Prompt.
Scale the coordinates in every entry below, copying all lines, requests included. Multiply each x and y value in the answers by 2.55 and round to whole numbers, halves up, but leave the numbers in the requests and their format samples as they are.

Source material.
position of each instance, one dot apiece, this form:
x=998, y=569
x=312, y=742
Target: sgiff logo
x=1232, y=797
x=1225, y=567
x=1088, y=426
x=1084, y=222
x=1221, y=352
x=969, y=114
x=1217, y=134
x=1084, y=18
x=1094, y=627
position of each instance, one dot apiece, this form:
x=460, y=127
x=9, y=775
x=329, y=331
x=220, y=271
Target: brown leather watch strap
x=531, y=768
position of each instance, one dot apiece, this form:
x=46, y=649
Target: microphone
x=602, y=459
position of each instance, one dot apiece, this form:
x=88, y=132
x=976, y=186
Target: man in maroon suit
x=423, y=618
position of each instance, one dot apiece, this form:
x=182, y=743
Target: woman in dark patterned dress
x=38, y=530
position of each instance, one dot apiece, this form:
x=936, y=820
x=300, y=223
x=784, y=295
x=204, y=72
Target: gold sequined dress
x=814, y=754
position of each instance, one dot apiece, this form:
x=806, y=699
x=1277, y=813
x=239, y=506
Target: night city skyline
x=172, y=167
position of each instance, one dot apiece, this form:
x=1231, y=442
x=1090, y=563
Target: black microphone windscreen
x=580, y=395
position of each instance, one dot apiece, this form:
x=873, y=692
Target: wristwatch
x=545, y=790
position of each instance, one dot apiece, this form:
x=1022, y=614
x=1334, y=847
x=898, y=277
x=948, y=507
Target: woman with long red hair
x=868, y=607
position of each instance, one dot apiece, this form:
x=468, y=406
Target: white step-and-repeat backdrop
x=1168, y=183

The solution.
position of each instance, one dot apiece, this form:
x=998, y=569
x=312, y=742
Target: sgiff logo
x=3142, y=2032
x=3124, y=1446
x=2774, y=1086
x=2764, y=566
x=3114, y=898
x=2471, y=291
x=3103, y=342
x=2764, y=46
x=2790, y=1599
position of each instance, one dot apiece, this form:
x=460, y=127
x=9, y=775
x=329, y=331
x=220, y=271
Target: brown leather watch strap
x=1354, y=1958
position of each instance, one dot apiece, this form:
x=46, y=649
Target: microphone
x=1535, y=1170
position of each instance, one dot apiece, this form:
x=88, y=132
x=976, y=186
Target: man in maroon suit
x=1079, y=1576
position of each instance, one dot apiece, this form:
x=182, y=743
Target: woman in dark patterned dress
x=97, y=1352
position of each instance, one dot apiece, this form:
x=936, y=820
x=300, y=223
x=784, y=295
x=204, y=72
Target: gold sequined dress
x=2076, y=1923
position of each instance, one dot apiece, this form:
x=806, y=699
x=1277, y=813
x=239, y=506
Target: night city skyline
x=439, y=426
position of each instance, one dot apiece, this form:
x=1231, y=442
x=1090, y=563
Target: black microphone windscreen
x=1479, y=1007
position of each instance, one dot apiece, this form:
x=873, y=692
Target: wristwatch
x=1390, y=2015
position of each instance, one dot apiece, this form:
x=1022, y=614
x=1334, y=847
x=898, y=277
x=948, y=507
Target: woman with long red hair
x=2213, y=1548
position of each instance, one dot apiece, this form:
x=468, y=406
Target: white step-and-repeat backdrop
x=2978, y=467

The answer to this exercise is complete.